ASSIGNED TASK A -
Using the article on the slowing Ebola outbreak, answer each question below on its own line, marked (i), (ii), (iii).
(i) Which news outlet first reported that admissions to Ebola treatment units were dropping?
(ii) What did Liberia's president lift last week?
(iii) In September, how many people did health officials estimate could be sickened by the virus?
ASSIGNED TASK B -
Say whether each statement below agrees with the article on the slowing Ebola outbreak. Answer yes or no for each, marked (i), (ii), (iii), and quote the words from the article that decide it.
(i) Doctors Without Borders is coordinating most of the response to the outbreak.
(ii) Dr. Thomas Frieden described "a substantial change in the trend" while testifying before a Senate committee.
(iii) Hospitals in Monrovia began reporting that they had some empty beds.

=== DOCUMENT EXCERPT ===

While global health officials say the Ebola outbreak that’s currently ravaging several countries in West Africa is far from over, there are an increasing number of positive signs that the deadly virus’ spread may finally be slowing.
For weeks, news outlets have been suggesting that the number of Ebola cases in Liberia — the country that’s been hardest hit by the epidemic — may be declining. Toward the end of October, BuzzFeed first reported that the admissions to Ebola treatment units were dropping, as were the number of dead bodies being removed. Hospitals in Liberia’s capital city of Monrovia, which used to have to turn away sick people because they didn’t have enough capacity to treat everyone, started reporting they had some empty beds.
By the beginning of November, Doctors Without Borders, the aid group coordinating most of the response to the outbreak, reported that infections are dropping in Liberia. World Health Organization officials said they were starting to see “glimmers of hope” in the epicenter of the outbreak. Last week, Liberia’s president lifted the state of emergency that was imposed as a measure of controlling the Ebola outbreak, and the country is preparing to re-open its schools.
And on Thursday, the Centers for Disease Control and Prevention (CDC) confirmed those reports, announcing that Ebola infections are on the decline in Liberia. “There’s been a substantial change in the trend,” CDC director Dr. Thomas Frieden said on a conference call with reporters.
The CDC also recently dropped its worst case scenario for the current Ebola outbreak. In September, health officials estimated that as many as 1.4 million people could be sickened by the virus if the international community didn’t figure out a way to slow the outbreak — a bleak picture of what it might look like if the global health threat spiraled out of control. But on Wednesday, testifying before a Senate committee about the United States’ public health preparedness, Frieden said his agency doesn’t think those projections will “come to pass.”

=== ENTRIES SUPPLIED ===

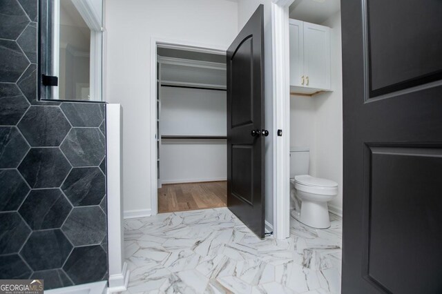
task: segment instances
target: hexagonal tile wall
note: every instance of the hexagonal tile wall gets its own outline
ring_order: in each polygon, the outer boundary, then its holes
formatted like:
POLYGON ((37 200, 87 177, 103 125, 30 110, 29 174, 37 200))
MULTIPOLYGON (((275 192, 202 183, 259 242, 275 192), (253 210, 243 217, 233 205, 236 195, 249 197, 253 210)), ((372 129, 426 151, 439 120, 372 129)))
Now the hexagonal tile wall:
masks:
POLYGON ((32 230, 58 228, 72 206, 60 189, 32 190, 19 213, 32 230))
POLYGON ((99 127, 104 119, 103 106, 90 103, 64 103, 61 108, 73 126, 99 127))
POLYGON ((31 188, 58 188, 72 168, 58 148, 33 148, 18 168, 31 188))
POLYGON ((0 211, 19 209, 30 190, 17 170, 0 170, 0 211))
POLYGON ((29 61, 17 43, 0 39, 0 81, 15 83, 28 66, 29 61))
POLYGON ((18 253, 30 229, 17 213, 0 213, 0 254, 18 253))
POLYGON ((15 126, 29 107, 29 102, 15 84, 0 86, 0 125, 15 126))
POLYGON ((72 282, 62 269, 35 271, 30 276, 30 279, 44 280, 45 290, 73 285, 72 282))
POLYGON ((59 268, 73 246, 59 229, 34 231, 20 255, 34 271, 59 268))
POLYGON ((73 166, 97 166, 104 158, 106 142, 97 128, 73 128, 60 148, 73 166))
POLYGON ((106 236, 106 215, 99 206, 75 207, 61 230, 76 246, 99 244, 106 236))
POLYGON ((15 40, 29 23, 29 19, 20 5, 15 1, 0 2, 0 38, 15 40))
POLYGON ((74 248, 63 269, 75 284, 99 281, 106 274, 106 254, 99 245, 74 248))
POLYGON ((31 146, 59 146, 70 124, 57 106, 31 106, 19 124, 31 146))
POLYGON ((0 1, 0 279, 44 279, 49 289, 107 278, 106 115, 104 104, 38 100, 38 3, 0 1), (73 168, 60 149, 73 125, 65 151, 84 169, 64 188, 75 205, 94 205, 64 228, 90 247, 69 258, 75 282, 61 268, 73 245, 60 229, 73 209, 60 188, 73 168))
POLYGON ((0 280, 28 279, 32 272, 18 254, 0 255, 0 280))
POLYGON ((30 147, 15 126, 0 126, 0 168, 17 168, 30 147))
POLYGON ((74 168, 61 190, 75 206, 98 205, 106 194, 106 180, 99 168, 74 168))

===

YOUR RESPONSE A -
(i) BuzzFeed
(ii) The state of emergency imposed to control the Ebola outbreak
(iii) As many as 1.4 million

YOUR RESPONSE B -
(i) Yes: "Doctors Without Borders, the aid group coordinating most of the response to the outbreak"
(ii) No: "CDC director Dr. Thomas Frieden said on a conference call with reporters"
(iii) Yes: "started reporting they had some empty beds"